**SHORT TASK A:**
Switch "bare tree" to "leafless tree" everywhere it occurs in the rows below and give those lines back with nothing else changed. Leave the pictures out.
**SHORT TASK B:**
Proceed with the article below on Louisiana's reapportionment session, picking up after its last sentence.

═══ READING TEXT ═══

Mostly incremental LA reapportionment to start

Louisiana’s Legislature in a special session of three weeks’ maximum length embarks upon reapportionment next week, likely producing little change except perhaps with its judicial districts.

By the next set of elections, this fall, lawmakers intend to have redrawn boundaries for the U.S. House of Representatives, both legislative chambers, the Board of Elementary and Secondary Education, the Public Service Commission, and the State Supreme Court. Legislators have travelled the state the past few months soliciting input about how the new maps should look.

The most high-profile suggestions have come from a collection of politically far left interest groups, whose universal theme maintains that additional majority-minority districts that would end up favoring Democrats should come to fruition – one more for each of Congress and BESE, and several more for each chamber of the Legislature, on the basis that in overall state population the proportion of whites declined 2.9 percent to just over 60 percent while that of blacks rose 1.1 percent to about a third. However, the plans they champion run into constitutional problems because they use race as the dominant criterion to do this, which the U.S. Supreme Court has rejected where it allows race at most as one of several criteria that may be employed.

The legislative committees, which reflect the large Republican majorities in the chambers, in charge of the process already have signaled they will use other judicially-defined criteria, most prominently keeping communities of similar interests together as much as practicable, that likely won’t produce additional M/M districts for Congress or BESE. As a result, what boundaries result – one of six M/M districts for Congress, two of eight for BESE – won’t look much different from current maps.

═══ DATA SHOWN ═══

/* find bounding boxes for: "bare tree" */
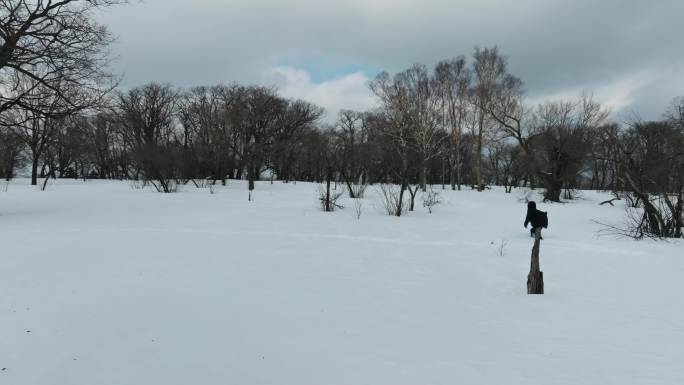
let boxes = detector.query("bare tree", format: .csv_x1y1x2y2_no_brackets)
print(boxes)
0,75,91,185
435,56,472,190
118,83,182,193
471,47,507,191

═══

**EXPECTED OUTPUT A:**
/* find bounding boxes for: "leafless tree" */
let boxes = detector.query("leafless tree", format: .csv_x1y1x2y2_no_brackets)
print(boxes)
0,75,91,185
435,56,472,190
118,83,182,193
471,47,507,191

**EXPECTED OUTPUT B:**
For the Legislature, the resulting plans will add some M/M districts and because of population changes northern districts will expand south and thereby more districts will end up in the south. The Senate probably won’t look too much different, with a new M/M district in the New Orleans area perhaps the biggest change. The House will see more changes with maybe two to four new M/M districts drawn, in most if not all cases with majority white districts with Democrats representing them finding their districts substantially altered in the process.

While many Democrats hope against these outcomes – believing that Democrat Gov. John Bel Edwards could threaten or use his veto power to prevent these since the GOP falls two votes short in the House of overriding this – ultimately Republicans win out because a failure to complete the process throws the matter into the hands of the Louisiana Supreme Court, where with its Republican majority it would be expected to favor GOP-drawn maps. Therefore, most likely the GOP legislative leadership may swing an extra legislative seat or two the Democrats’ way in exchange for their support on all plans.

PSC districts will look much the same without controversy. With only five districts and the racial distribution of the population as it stands, even the most blatant leftist gerrymander can’t produce more than its present one M/M seat.

Finally, look for the optional redrawing of Supreme Court districts to happen after a quarter-century hiatus. Because the courts technically aren’t representative policy-making organs (although their decisions often do affect policy), they aren’t required to have reasonably-close numbers of residents per district and thus don’t legally need reapportionment at this time, but Republicans may seek to even out district numbers that in the process creates a second M/M district perhaps in exchange for minimal new legislative M/M districts.

If they can’t get that kind of deal with Democrats, they hold the ace in the hole of simply doing nothing. Even though a suit was filed concerning the present districts, it would be a huge longshot if the federal judiciary ruled these were unconstitutional, so the GOP has all the leverage.

Given these dynamics, expect mostly boundary changes on existing maps except for a few new M/M districts in the Legislature, although perhaps as well substantially new Supreme Court districts depending on the direction of negotiations.